• Text section:
# # # # # # #

The Data Lifecycle
Extract
Git Numstat
Resolve
Identity Fusion
Classify
Functional Areas
Serialize
JSON Artifacts

The Orange Dev Tracker is powered by a forensic Git analysis pipeline. We reconstruct the 15-year history of the project to understand the evolution of the software and the people behind it.

Contributors & Aliases

We track individuals who have authored at least one commit. Because developers often use multiple aliases, we apply identity resolution to unify them into unique human identities.

Unique Contributors Engine: clean.py

Total count of distinct individuals with aliases unified via a graph clustering algorithm.

Methodology
We build a relational graph where names and emails are nodes. Edges are drawn when they appear in the same commit. Connected components represent a single identity.
Resolution
Known pseudonyms (e.g., sipaPieter Wuille) are manually fused using our aliases_lookup.json index.

Maintainer Tracking

Maintainers are the technical gatekeepers of the project. We track both historical lineage and current authority.

The Trusted Circle

Historical (Author Era)
Verified via community records (StackExchange) for early committers like Satoshi Nakamoto, Laszlo Hanyecz, and Gavin Andresen.
Modern (Merge Era)
Identified by the committer_email on is_merge = True commits, cross-referenced with the trusted-keys whitelist from the repository.

# # # # # # #

• Listed entries:

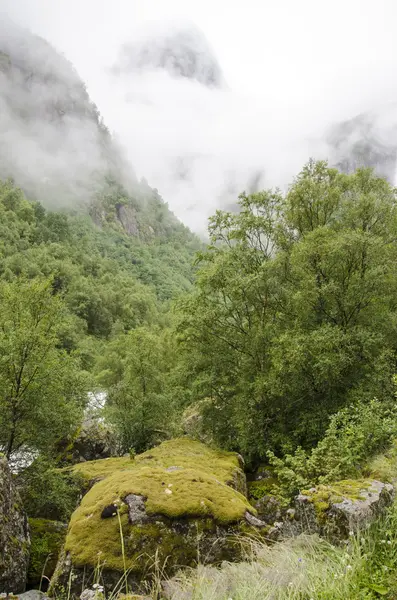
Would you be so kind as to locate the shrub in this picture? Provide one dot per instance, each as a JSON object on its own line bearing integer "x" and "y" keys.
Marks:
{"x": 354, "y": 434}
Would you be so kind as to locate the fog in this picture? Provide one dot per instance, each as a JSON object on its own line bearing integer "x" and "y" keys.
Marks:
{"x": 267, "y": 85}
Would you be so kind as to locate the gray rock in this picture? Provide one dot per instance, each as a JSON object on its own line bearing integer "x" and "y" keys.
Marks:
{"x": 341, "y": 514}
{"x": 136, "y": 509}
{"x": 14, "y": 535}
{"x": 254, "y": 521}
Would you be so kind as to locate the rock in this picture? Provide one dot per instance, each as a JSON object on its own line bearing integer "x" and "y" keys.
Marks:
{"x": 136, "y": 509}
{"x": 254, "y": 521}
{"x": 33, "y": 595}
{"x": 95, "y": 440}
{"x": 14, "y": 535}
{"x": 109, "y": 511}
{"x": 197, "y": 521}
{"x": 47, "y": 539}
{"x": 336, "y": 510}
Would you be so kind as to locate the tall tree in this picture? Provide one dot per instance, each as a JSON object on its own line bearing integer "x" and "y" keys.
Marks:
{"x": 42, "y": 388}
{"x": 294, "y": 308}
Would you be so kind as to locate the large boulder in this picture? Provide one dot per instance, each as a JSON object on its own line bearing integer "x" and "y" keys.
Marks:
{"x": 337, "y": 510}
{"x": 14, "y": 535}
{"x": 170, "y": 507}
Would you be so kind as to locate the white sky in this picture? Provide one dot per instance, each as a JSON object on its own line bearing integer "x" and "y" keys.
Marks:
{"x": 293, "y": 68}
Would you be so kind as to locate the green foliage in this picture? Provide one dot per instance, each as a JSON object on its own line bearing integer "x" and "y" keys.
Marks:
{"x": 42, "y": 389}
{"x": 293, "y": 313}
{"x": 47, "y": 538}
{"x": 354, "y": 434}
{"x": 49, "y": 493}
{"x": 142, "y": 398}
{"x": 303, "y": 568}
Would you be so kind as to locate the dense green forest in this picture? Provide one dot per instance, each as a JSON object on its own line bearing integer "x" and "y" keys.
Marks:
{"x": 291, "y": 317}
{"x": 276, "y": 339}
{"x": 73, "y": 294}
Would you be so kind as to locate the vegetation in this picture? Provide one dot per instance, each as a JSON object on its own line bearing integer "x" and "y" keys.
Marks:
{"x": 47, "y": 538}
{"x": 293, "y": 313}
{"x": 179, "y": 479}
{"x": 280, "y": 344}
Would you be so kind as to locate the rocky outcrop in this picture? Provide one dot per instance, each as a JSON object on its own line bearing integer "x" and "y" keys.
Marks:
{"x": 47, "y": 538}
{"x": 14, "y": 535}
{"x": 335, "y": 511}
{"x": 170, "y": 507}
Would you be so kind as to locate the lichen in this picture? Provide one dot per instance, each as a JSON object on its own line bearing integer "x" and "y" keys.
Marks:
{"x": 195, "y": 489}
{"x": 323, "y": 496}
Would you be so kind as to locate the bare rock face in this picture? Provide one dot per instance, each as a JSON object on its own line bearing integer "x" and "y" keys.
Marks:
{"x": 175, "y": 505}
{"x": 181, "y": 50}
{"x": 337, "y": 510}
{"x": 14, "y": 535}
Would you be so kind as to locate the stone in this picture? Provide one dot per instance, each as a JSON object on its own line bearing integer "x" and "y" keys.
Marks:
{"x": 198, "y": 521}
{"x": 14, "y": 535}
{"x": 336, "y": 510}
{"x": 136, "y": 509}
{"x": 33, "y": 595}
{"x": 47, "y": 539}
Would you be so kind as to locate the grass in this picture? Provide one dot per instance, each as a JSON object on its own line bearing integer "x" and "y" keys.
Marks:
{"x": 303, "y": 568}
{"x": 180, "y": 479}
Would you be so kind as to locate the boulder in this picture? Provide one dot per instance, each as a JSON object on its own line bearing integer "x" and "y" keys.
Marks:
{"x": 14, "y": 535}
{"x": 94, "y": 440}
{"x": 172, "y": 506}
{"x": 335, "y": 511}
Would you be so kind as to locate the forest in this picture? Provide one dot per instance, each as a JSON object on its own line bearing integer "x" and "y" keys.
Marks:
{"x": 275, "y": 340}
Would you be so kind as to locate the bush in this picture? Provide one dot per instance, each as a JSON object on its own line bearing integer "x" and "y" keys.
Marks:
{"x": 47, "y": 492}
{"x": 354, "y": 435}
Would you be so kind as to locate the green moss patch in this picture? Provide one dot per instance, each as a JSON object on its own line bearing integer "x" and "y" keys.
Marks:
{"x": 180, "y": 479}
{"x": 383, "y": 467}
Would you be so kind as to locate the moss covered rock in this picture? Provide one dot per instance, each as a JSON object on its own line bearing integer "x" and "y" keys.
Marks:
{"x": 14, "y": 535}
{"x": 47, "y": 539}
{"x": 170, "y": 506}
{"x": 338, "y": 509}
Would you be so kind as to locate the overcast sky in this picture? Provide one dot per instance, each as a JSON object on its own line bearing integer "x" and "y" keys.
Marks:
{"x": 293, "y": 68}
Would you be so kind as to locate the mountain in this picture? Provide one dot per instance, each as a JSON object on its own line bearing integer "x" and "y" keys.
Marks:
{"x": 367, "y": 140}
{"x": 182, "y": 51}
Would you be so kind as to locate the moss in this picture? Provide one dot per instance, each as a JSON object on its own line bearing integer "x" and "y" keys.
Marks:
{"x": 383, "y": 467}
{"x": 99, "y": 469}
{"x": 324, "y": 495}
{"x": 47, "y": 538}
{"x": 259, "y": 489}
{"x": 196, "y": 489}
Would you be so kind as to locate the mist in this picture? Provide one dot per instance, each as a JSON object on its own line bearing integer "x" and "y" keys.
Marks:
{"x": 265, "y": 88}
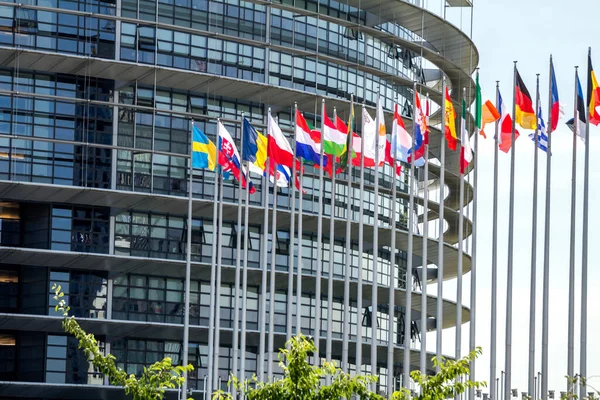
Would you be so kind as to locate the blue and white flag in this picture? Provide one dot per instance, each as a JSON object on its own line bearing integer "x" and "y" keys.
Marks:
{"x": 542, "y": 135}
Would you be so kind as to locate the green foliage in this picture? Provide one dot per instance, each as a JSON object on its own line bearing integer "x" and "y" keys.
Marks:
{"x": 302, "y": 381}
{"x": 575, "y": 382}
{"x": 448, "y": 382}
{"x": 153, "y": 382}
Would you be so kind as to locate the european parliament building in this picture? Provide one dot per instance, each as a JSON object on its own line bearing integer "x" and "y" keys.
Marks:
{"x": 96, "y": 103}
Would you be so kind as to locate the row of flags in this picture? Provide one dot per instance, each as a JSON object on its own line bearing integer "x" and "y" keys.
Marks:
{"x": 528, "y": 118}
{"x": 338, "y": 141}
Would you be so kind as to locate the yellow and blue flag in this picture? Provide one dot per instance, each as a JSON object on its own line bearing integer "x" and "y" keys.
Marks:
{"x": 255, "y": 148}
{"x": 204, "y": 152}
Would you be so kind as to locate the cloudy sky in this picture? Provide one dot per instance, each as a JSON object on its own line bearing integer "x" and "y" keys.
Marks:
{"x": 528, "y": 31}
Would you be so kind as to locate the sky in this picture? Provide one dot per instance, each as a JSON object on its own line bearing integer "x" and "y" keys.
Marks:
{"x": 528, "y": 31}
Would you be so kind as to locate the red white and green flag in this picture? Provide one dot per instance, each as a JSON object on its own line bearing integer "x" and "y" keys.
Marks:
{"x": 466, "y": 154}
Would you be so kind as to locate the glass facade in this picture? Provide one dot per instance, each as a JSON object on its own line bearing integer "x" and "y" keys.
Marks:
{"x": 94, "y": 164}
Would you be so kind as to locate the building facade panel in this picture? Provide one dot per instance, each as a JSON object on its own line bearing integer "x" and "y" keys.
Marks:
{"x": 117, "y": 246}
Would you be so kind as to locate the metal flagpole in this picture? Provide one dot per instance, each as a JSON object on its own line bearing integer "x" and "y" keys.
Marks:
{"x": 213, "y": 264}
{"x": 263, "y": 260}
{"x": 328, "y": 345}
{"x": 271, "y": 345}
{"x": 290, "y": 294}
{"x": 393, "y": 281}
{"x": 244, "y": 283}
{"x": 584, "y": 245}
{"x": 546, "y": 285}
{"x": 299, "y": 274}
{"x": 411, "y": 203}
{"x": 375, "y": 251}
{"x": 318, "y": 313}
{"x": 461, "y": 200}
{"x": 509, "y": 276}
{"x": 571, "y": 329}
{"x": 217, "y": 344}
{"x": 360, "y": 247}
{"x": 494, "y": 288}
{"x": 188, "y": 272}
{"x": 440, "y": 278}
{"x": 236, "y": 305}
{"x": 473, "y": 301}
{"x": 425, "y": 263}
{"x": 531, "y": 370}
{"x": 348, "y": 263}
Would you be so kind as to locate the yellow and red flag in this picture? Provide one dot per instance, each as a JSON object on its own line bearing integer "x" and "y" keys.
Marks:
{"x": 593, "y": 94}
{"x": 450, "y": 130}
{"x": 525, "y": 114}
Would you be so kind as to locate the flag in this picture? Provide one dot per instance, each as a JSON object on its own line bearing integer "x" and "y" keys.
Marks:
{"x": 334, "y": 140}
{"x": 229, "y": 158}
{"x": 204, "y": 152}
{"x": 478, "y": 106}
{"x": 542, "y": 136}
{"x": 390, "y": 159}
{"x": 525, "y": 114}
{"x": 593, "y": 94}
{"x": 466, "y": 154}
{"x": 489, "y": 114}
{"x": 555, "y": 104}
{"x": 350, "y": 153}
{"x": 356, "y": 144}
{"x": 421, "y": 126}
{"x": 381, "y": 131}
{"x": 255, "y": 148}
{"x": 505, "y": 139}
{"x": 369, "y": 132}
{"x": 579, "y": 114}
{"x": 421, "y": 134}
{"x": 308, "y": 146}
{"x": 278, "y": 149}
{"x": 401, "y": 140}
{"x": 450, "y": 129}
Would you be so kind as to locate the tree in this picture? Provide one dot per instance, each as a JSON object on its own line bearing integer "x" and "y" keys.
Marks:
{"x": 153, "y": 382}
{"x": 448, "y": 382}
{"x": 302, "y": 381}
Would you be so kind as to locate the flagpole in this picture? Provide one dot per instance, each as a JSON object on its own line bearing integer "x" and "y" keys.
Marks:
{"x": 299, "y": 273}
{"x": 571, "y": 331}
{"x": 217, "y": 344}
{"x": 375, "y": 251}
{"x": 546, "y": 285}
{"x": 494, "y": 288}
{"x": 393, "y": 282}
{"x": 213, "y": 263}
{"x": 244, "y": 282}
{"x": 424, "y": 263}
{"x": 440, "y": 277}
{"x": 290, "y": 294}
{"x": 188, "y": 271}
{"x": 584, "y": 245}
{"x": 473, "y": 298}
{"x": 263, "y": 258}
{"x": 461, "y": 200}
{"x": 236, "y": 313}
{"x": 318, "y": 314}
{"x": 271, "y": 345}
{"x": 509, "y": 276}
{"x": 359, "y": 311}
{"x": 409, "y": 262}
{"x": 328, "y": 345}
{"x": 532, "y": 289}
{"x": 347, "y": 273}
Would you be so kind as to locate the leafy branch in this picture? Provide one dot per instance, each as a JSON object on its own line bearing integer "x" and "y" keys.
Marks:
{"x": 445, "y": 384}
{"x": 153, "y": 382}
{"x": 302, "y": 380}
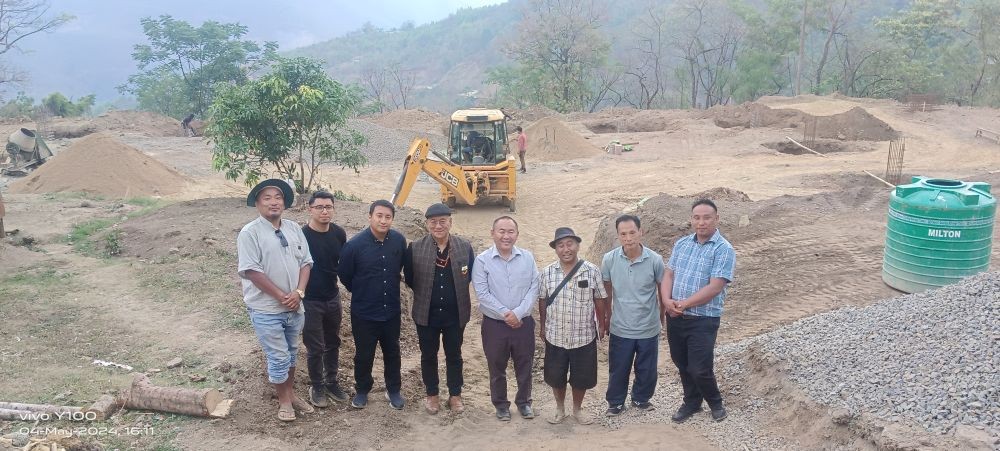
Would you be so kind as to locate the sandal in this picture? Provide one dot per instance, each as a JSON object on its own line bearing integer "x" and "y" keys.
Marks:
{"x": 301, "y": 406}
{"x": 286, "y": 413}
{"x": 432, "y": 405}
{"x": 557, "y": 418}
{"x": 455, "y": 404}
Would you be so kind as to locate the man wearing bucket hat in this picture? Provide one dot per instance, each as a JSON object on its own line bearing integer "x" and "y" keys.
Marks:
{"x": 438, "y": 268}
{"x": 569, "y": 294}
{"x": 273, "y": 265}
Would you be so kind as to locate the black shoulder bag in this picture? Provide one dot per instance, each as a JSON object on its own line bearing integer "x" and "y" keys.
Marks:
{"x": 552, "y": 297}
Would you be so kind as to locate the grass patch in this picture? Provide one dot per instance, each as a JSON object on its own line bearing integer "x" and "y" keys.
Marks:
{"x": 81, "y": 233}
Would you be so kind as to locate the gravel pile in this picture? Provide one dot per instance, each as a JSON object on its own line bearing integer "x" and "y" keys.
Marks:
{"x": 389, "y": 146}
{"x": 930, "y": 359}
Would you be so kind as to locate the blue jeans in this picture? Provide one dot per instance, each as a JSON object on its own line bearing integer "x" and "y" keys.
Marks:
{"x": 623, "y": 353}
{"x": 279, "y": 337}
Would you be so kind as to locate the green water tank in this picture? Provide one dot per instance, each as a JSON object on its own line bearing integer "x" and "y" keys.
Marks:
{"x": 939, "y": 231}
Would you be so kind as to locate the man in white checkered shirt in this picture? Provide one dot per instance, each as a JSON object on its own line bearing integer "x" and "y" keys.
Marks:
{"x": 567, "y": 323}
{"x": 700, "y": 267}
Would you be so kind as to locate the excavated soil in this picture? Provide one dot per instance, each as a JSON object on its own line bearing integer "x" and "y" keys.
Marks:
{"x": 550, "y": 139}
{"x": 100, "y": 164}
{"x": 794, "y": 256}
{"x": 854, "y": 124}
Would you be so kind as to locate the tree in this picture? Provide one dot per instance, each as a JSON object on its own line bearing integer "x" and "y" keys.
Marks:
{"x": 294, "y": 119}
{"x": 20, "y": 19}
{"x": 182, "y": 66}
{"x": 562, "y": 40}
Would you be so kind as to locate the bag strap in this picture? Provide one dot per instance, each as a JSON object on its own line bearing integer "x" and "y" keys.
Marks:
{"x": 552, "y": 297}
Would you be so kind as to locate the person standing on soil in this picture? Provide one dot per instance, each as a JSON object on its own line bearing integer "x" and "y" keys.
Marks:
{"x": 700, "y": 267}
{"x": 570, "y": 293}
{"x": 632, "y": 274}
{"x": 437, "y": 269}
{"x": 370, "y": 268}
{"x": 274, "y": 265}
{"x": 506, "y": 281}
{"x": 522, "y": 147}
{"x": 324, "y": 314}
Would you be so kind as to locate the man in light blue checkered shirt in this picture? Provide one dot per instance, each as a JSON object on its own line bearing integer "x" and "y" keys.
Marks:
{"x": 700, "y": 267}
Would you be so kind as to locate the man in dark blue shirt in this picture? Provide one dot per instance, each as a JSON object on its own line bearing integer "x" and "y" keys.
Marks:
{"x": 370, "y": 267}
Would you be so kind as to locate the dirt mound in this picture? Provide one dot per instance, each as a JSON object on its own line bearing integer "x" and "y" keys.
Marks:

# # # # # # #

• Stated exercise A:
In the Orange Dev Tracker page above, translate this sentence into Spanish: "Because developers often use multiple aliases, we apply identity resolution to unify them into unique human identities."
• Stated exercise B:
Decide whether each statement agrees with the Orange Dev Tracker page above. Answer yes or no for each and quote the words that settle it.
(i) In the relational graph, a connected component stands for one identity.
(ii) Modern maintainers are identified by the author email on merge commits.
(iii) The pipeline reconstructs a 10-year history of the project.
• Stated exercise C:
Proceed with the Orange Dev Tracker page above, starting right after its last sentence.

• Exercise answer A:
Como los desarrolladores suelen usar varios alias, aplicamos la resolución de identidad para unificarlos en identidades humanas únicas.

• Exercise answer B:
(i) Yes: "Connected components represent a single identity."
(ii) No: "Identified by the committer_email on is_merge = True commits"
(iii) No: "We reconstruct the 15-year history of the project"

• Exercise answer C:
Codebase & LOC

We measure project size using a combination of static analysis (current state) and historical churn replays (evolution).

Logic Lines of Code (LLOC)

Included
C++, Python (Tests), C, and Shell scripts.
Excluded
Qt translations (.ts), UI forms (.ui), documentation (.md), and generated assets.

Categories & Mapping

Every file in the Bitcoin Core repository is assigned a functional category. This allows us to track development focus and calculate risk-weighted impact scores.

Priority Rules

To ensure cross-cutting work like Testing and Documentation is correctly captured, we apply rules in a specific priority order. Cross-subsystem tests are identified first. For example, a file residing in src/wallet/test/ is categorized as Tests (QA), not Wallet, because its primary function is validation rather than feature logic.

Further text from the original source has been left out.